**Task to complete:** Line by line, transcribe all of the entries exactly.

**Data shown:**
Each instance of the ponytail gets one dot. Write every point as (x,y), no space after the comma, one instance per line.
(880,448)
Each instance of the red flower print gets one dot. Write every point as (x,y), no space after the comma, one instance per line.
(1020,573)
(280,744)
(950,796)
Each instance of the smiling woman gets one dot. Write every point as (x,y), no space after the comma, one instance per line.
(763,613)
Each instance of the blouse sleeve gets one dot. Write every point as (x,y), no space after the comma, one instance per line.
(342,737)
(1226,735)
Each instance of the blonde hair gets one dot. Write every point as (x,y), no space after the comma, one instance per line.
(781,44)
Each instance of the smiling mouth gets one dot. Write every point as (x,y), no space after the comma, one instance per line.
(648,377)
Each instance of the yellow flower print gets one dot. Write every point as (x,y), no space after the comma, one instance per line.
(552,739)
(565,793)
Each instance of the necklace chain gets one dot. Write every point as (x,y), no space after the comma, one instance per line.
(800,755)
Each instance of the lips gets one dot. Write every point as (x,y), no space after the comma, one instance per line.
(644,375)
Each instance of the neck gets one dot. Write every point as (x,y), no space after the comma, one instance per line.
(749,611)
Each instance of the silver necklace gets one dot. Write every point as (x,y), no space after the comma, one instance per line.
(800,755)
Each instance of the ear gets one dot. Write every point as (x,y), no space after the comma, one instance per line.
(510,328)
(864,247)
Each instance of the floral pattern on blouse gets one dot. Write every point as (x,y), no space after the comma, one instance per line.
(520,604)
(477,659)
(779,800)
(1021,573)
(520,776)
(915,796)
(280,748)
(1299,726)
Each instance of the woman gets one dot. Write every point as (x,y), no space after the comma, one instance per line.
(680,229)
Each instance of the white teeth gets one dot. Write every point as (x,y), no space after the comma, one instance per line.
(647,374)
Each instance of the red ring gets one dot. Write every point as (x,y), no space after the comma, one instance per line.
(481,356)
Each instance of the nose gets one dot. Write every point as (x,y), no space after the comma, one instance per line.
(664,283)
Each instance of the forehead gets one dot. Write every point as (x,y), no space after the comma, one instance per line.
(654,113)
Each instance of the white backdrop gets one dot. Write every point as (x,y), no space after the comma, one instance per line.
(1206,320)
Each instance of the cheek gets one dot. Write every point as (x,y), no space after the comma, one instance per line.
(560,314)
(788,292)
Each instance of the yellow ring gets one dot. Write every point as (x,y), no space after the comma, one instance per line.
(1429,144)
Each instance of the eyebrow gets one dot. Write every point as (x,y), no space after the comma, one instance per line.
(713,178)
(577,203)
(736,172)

**Result:**
Each instance of the ponytail gets one dot. Write every point as (x,y), no space after the comma, one instance per line.
(880,448)
Each instance of the red flower print gets one dot. Write every point as (x,y), no space after the comma, one instance per line.
(1020,573)
(280,744)
(950,796)
Each instance of the smiling woman gets one dot. Write every point as (x,y), no space after the comma, one instance per line.
(763,613)
Each instance of the blouse sleeve gets one dot. Write every point as (x,y), no space after the comma, one instance per line.
(342,737)
(1226,735)
Each instance of the blonde hair gets one dot. Write every point as (x,y), no space after the comma, one instance per line.
(781,44)
Each instance of the smiling mouth gets one dot. Write every point as (x,y), no space after the comma, one instance per line.
(648,377)
Each instance of the yellow flower print gets one dot. Write every point as (x,y), no space after the comma, one instance per line.
(552,739)
(565,793)
Each instance of the necklace chain gets one dot. Write every point as (x,y), no space after the comma, one instance per line.
(800,755)
Each instance of the lips gets one dot. Write every point as (x,y), no space after the comma, one instance per line.
(644,375)
Each instance of the neck gets one dot. Write every point as (x,y), no space after the comma, one instance per line.
(749,611)
Each instance of the silver necklace gets one dot. Write every point as (x,y), no space after the comma, one instance per line.
(800,755)
Each instance of the ear gets one dot. Write every point as (x,y), no space after the comma, one instance per line.
(510,328)
(864,247)
Each instance of the floral pattern on blouse gets one dot. Write every point as (x,y), no space after the comma, one instance per line.
(520,604)
(477,659)
(779,800)
(1021,573)
(520,776)
(915,796)
(280,748)
(1299,726)
Each instance of the woman gets one dot. Write every point as (x,y), no space after the comma, one instance per line.
(680,229)
Each instance of the white teeth gets one dot. Write every point as (x,y), no space after the comma, one instance per line.
(647,374)
Each instance of the red ring gets one dot. Write every point as (x,y), no space after the comma, one instance per line.
(481,356)
Each instance of the nose gets one dot. Write every point as (x,y), no space after the comma, one instance per line.
(664,283)
Each instance of the forehead gets one dot. Write every point as (x,y), no space after the comma, one instance per line.
(654,113)
Each instance of the white backdrop gets one dot. Write every point as (x,y), no space after the comma, one instance per line.
(1206,320)
Each instance of the cheek gets one dot. Write every point as (x,y), no space after the comma, one instance per line.
(560,314)
(788,292)
Each instance of the yellow ring gets one dot. Write every point as (x,y), no space after the comma, one instance per line.
(1429,144)
Each instance of the eyebrow gets one dot. Write every point as (x,y), no space after the comma, one instance per line.
(713,178)
(577,203)
(736,172)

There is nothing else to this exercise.